**SOURCE DOCUMENT:**

■ ■ ■ ■ ■

Paperbacks to Look Out for in January 2019: Part One

Cover imageI’ve read three of the paperbacks that have caught my eye for January, one of which is Jim Powell’s Things We Nearly Knew, a slice of American small town life seen through the eyes of an unnamed bartender. I’d enjoyed Powell’s second novel, Trading Futures, a few years back, admiring its narrator’s waspishly funny inner monologue. This one’s infused with a gentler humour, the themes it tackles much weightier. Our narrator and his wife lie in bed mulling over events in the bar they run together. One day Arlene walks in, all glamour and sophistication, asking if they’ve heard of a man named Jack. Powell’s story unfolds through the bartender’s memories of the nine months Arlene occupied her bar stool, slipping in details of his apparently prosaic marriage, less transparent than he might have thought. A thoroughly enjoyable piece of storytelling.

Roland Schimmelpfennig’s One Clear Ice-cold January Morning at the Beginning of the Twenty-First Century is set largely in Berlin, one of my favourite European cities, and translated by Jamie Bulloch whose name I’ve come to associate with interesting fiction. It begins with a wolf crossing the frozen river which marks the border between Poland and Germany. As the wolf’s journey progresses, so do the intersecting stories of the characters who glimpse it, and some who don’t, in this carefully constructed intricate piece of fiction which offers a picture of Berlin a decade or so after east and west became one. One of my books of 2018.Cover imge

Winding back another thirty years in German history, Lutz Seiler’s award-winning Kruso is set on Hiddensee – a Baltic island legendary as a destination for idealists and rebels against the East German state – where in 1989 a young student has fled a dreadful tragedy. Once there, he gets a job washing dishes at the island’s most popular restaurant and becomes friends with the eponymous Kruso to whom the seasonal workers seem to be in thrall. ‘As the wave of history washes over the German Democratic Republic, the friends’ grip on reality loosens and life on the island will never be the same’ say the publishers.

Rupert Thomson takes us over the border with Never Anyone But You based on the true story of Claude Cahun and Marcel Moore who meet and fall in love in early twentieth-century small town France. Moving to Paris, they immerse themselves in the world of Hemingway and Dali, producing a series of avant-garde photographs. On the eve of war, they flee to Jersey where their anti-Nazi propaganda puts their lives in danger. ‘Never Anyone but You explores the gripping true story of two extraordinary women who challenged gender boundaries, redefining what it means to be a woman, and ultimately risked their lives in the fight against oppression. Theirs is a story that has been hidden in the margins of history’ according to the publishers which sounds fascinating.

■ ■ ■ ■ ■

**LIST OF TASKS:**
- a) Reproduce the stretch of the January 2019 paperbacks post from "Cover imageI’ve read" through "piece of storytelling." word for word.
- b) According to the January 2019 paperbacks post, who translated Roland Schimmelpfennig's One Clear Ice-cold January Morning at the Beginning of the Twenty-First Century?
- c) Carry the January 2019 paperbacks post forward, starting after its final sentence.

**DATA SUPPLIED:**

■ ■ ■ ■ ■

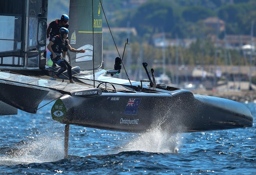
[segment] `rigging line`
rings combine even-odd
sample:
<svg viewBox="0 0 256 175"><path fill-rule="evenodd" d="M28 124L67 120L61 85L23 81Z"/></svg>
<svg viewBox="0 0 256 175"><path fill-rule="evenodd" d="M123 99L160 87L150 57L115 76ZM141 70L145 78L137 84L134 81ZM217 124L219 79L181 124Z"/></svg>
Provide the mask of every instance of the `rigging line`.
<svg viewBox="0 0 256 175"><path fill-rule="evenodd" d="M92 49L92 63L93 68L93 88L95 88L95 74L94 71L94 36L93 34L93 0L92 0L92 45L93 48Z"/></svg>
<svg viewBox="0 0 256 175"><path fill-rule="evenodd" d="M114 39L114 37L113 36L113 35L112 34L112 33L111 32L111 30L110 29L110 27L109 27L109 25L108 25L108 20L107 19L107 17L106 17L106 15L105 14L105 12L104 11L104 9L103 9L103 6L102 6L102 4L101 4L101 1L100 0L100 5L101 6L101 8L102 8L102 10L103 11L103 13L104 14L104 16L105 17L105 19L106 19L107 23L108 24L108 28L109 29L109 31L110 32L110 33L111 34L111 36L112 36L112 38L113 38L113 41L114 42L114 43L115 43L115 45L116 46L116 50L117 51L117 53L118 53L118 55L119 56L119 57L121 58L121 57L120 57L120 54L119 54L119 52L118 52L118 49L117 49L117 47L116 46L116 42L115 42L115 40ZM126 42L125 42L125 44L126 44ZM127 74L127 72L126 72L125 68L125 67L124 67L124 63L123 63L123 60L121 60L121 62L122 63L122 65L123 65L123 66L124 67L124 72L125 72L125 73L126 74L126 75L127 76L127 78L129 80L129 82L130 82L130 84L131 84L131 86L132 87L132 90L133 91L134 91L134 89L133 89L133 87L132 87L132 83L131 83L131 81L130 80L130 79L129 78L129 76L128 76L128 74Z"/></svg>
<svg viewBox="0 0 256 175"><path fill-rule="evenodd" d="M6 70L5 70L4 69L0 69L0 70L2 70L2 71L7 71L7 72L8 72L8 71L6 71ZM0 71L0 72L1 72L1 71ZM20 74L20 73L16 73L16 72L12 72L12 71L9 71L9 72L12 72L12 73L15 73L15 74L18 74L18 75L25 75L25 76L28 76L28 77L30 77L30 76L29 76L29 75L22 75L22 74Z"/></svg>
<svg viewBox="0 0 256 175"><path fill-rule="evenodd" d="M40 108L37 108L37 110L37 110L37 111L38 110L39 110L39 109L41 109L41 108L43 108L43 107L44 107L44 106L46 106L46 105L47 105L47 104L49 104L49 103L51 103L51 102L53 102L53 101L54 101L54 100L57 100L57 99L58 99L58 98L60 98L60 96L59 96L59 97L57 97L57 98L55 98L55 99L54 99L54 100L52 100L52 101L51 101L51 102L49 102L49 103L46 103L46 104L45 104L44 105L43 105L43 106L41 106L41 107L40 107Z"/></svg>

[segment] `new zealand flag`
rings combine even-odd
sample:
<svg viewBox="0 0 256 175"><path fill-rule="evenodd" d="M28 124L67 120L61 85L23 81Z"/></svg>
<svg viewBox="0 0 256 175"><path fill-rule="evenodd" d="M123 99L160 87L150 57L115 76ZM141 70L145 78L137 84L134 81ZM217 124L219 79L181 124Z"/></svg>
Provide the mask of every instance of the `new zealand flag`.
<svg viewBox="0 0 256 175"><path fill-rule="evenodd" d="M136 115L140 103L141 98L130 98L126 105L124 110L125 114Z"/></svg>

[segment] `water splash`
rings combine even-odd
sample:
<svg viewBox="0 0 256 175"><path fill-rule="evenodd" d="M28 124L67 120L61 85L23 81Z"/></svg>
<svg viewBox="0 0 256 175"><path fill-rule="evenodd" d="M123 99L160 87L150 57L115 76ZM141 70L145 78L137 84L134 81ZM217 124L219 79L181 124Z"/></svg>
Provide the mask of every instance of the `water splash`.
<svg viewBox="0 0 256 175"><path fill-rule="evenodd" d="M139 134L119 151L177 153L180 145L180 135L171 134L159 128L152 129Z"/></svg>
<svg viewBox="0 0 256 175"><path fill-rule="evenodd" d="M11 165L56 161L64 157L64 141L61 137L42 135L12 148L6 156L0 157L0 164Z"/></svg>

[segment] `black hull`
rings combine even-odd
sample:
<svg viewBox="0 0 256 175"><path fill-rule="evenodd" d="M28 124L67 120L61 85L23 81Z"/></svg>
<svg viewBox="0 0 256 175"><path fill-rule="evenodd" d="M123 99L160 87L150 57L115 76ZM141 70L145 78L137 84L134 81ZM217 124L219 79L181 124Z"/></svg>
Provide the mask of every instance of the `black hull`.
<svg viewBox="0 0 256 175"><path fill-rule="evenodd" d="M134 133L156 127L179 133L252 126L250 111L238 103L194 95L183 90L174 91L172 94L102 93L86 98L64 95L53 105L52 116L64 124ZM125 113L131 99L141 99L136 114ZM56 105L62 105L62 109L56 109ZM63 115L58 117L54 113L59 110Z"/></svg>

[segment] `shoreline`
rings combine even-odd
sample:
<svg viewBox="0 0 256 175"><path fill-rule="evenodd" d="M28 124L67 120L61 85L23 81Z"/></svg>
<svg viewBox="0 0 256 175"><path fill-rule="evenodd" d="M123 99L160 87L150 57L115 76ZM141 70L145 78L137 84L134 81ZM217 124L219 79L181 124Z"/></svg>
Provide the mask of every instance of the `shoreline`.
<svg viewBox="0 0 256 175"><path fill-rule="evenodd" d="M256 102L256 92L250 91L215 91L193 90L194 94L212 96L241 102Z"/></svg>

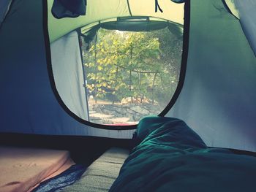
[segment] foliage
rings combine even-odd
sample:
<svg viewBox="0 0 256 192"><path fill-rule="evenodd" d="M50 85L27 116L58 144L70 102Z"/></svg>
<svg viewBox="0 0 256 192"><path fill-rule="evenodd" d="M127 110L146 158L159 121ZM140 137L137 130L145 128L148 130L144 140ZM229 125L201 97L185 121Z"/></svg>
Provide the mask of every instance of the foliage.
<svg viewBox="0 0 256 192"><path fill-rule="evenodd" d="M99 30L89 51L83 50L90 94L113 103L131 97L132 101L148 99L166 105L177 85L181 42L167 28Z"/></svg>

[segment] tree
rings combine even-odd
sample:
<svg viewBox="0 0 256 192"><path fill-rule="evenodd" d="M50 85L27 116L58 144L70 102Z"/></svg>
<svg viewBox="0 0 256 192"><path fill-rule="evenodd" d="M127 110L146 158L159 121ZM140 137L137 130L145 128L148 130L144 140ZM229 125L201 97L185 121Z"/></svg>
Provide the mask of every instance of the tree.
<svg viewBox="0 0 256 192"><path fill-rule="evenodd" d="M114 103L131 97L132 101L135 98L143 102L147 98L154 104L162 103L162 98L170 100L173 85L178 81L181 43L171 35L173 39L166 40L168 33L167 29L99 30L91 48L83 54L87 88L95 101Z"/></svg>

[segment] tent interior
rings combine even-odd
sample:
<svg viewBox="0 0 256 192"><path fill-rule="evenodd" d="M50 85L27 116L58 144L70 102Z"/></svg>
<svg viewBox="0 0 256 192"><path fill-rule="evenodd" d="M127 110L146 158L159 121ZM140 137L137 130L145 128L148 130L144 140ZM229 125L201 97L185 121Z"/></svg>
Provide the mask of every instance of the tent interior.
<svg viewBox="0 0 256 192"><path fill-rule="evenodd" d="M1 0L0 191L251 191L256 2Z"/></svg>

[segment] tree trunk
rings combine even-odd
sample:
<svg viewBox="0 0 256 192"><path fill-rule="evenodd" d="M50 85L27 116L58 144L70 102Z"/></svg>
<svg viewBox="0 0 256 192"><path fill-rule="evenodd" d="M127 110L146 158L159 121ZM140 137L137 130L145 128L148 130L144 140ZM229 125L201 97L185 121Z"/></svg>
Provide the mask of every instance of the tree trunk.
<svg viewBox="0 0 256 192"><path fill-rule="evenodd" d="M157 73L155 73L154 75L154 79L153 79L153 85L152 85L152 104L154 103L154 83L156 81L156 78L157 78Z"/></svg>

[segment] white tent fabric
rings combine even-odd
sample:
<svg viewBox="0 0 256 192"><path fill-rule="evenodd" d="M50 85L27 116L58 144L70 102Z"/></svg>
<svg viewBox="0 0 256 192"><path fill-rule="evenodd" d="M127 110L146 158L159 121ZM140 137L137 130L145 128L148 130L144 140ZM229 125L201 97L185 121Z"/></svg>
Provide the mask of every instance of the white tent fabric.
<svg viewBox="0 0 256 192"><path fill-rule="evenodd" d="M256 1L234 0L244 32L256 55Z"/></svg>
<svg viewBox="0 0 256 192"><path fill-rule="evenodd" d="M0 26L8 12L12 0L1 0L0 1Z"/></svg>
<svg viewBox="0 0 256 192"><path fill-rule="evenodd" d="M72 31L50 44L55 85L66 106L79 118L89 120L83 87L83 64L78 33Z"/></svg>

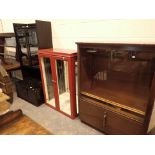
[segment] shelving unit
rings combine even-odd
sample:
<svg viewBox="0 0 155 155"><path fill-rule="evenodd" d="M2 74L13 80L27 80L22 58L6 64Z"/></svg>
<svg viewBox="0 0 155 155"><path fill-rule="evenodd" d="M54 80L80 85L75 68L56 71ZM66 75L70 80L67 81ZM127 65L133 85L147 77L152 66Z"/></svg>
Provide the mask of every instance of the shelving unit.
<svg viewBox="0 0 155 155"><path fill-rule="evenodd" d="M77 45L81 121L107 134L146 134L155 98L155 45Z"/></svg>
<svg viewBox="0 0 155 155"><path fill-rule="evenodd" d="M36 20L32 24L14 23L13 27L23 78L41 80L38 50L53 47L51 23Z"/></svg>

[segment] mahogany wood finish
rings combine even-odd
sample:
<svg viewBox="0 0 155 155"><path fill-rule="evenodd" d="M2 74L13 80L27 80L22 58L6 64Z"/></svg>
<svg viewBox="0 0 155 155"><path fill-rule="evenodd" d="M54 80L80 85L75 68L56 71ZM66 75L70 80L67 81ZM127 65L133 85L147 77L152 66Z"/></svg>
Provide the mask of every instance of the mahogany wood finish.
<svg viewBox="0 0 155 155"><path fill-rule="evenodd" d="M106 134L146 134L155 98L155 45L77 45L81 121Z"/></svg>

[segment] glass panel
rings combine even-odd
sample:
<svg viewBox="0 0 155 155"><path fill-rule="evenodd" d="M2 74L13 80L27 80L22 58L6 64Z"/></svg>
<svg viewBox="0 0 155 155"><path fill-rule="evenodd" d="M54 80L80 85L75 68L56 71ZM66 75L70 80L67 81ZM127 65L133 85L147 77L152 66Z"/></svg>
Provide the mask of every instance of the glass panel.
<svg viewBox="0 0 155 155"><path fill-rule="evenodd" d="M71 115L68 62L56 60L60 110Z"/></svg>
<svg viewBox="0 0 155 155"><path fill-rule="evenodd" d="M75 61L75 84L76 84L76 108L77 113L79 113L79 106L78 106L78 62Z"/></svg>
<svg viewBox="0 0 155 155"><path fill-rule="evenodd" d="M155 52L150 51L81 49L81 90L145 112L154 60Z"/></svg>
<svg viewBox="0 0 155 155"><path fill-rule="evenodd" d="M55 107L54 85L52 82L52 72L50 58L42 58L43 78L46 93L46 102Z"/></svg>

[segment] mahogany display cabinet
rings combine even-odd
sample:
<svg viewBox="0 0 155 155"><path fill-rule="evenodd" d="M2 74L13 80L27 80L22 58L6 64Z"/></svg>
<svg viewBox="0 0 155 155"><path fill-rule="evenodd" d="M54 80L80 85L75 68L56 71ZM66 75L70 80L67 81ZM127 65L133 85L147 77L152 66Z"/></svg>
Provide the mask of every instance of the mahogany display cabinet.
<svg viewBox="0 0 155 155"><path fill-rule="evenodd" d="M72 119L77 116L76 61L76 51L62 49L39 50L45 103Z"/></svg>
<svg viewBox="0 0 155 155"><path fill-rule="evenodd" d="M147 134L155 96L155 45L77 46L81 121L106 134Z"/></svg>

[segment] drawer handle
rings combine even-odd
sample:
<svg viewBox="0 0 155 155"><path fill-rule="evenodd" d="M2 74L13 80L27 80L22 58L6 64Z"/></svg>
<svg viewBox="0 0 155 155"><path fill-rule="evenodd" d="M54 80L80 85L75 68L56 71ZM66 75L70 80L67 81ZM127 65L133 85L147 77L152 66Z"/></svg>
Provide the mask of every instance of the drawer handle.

■ ■ ■ ■ ■

**ANSWERS PROVIDED:**
- a)
Cover imageI’ve read three of the paperbacks that have caught my eye for January, one of which is Jim Powell’s Things We Nearly Knew, a slice of American small town life seen through the eyes of an unnamed bartender. I’d enjoyed Powell’s second novel, Trading Futures, a few years back, admiring its narrator’s waspishly funny inner monologue. This one’s infused with a gentler humour, the themes it tackles much weightier. Our narrator and his wife lie in bed mulling over events in the bar they run together. One day Arlene walks in, all glamour and sophistication, asking if they’ve heard of a man named Jack. Powell’s story unfolds through the bartender’s memories of the nine months Arlene occupied her bar stool, slipping in details of his apparently prosaic marriage, less transparent than he might have thought. A thoroughly enjoyable piece of storytelling.

- b) Jamie Bulloch

- c)
Cover imageI’m rounding off this first batch with Hermes Gowar’s The Mermaid and Mrs Hancock, which we shadow judges picked as our winner for the Young Writer of the Year Award. It begins in 1785 with a Deptford merchant taking delivery of a wizened figure said to be a mermaid. Across town, a courtesan sits pondering what to do now her patron has died. Gowar’s novel has more than a touch of the morality tale about it along the lines of Thackeray’s Vanity Fair or Michel Faber’s The Crimson Petal and the White, exploring the position of women in eighteenth-century society all wrapped up in a good old-fashioned bit of storytelling replete with period detail and a pleasing helping of sly wit.

That’s it for the first part of January’s paperback preview. A click on a title will take you to my review for the three I’ve read and to a more detailed synopsis for the other two. If you’d like to catch up with January’s new titles they’re here and here. More paperbacks soon…

13 thoughts on “Paperbacks to Look Out for in January 2019: Part One”

  1. I’m betting The Mermaid and Mrs. Hancock (which I really enjoyed) appears on the long list for The Walter Scott Prize for Historical Fiction when it’s announced February/March time. If it does, remember, you heard it here first

  2. I’m sure The Mermaid and Mrs Hancock will be a massive success when it comes out in paperback, the cover image alone will catch the eye. Speaking of cover art, that’s an interesting design on the Powell. Is the novel set in the past?